(Dataset records about object locations)
· · · · · · ·
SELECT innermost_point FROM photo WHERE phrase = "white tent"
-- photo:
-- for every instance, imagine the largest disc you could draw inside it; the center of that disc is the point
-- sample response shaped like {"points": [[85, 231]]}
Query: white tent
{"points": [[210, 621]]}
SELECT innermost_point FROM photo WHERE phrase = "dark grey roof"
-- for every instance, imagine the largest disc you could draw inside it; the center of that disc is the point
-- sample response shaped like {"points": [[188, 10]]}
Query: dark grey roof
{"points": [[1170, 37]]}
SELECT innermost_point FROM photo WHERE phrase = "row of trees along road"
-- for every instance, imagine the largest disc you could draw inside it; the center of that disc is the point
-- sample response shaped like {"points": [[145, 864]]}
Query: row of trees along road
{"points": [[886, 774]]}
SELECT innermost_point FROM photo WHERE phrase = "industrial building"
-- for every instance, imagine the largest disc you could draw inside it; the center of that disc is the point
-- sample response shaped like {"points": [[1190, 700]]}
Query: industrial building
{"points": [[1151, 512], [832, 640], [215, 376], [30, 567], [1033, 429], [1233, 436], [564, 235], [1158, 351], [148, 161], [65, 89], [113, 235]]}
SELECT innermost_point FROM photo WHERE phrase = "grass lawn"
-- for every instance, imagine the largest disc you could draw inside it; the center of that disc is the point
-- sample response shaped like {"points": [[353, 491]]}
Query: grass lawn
· · · · · · ·
▶ [Do this]
Produce an exact copy of every entry above.

▶ [Answer for this exercise]
SELECT innermost_point FROM photo WHERE phrase = "white tent"
-- photo:
-- for every instance, imagine the largest disc you could draw inside it; the center of that disc is the point
-- sample response shaped like {"points": [[85, 231]]}
Query: white tent
{"points": [[210, 621]]}
SELECT innermost_point FROM photo WHERE phrase = "dark grey roof"
-- for every instance, imagine the largest disc you could draw inside it; the center of that disc is the point
-- sample response shaped like {"points": [[188, 10]]}
Query: dark grey roof
{"points": [[1170, 37]]}
SELECT innermost_point FROM photo WHERE phrase = "row of trees along road"
-- for every instance, imagine the largest disc you could draw inside it; the center of that disc is the point
-- sample response shaped like {"points": [[145, 864]]}
Query: row of trees along road
{"points": [[886, 774]]}
SELECT innermost_point FROM photo WHERE phrase = "industrial building"
-- for every instance, imagine the largest disc you could draw inside it; the center of that disc is the point
-- sample response shaped like {"points": [[1190, 700]]}
Query: industrial building
{"points": [[1151, 512], [832, 640], [215, 376], [30, 567], [1033, 429], [1233, 436], [564, 235], [1158, 351], [148, 161], [65, 89], [113, 235]]}
SELECT innermost_point FROM photo WHERE phrase = "grass lawn"
-- for every instance, imagine the largest disc you could draw inside it; the center of that disc is the point
-- sample response shaped like {"points": [[353, 491]]}
Query: grass lawn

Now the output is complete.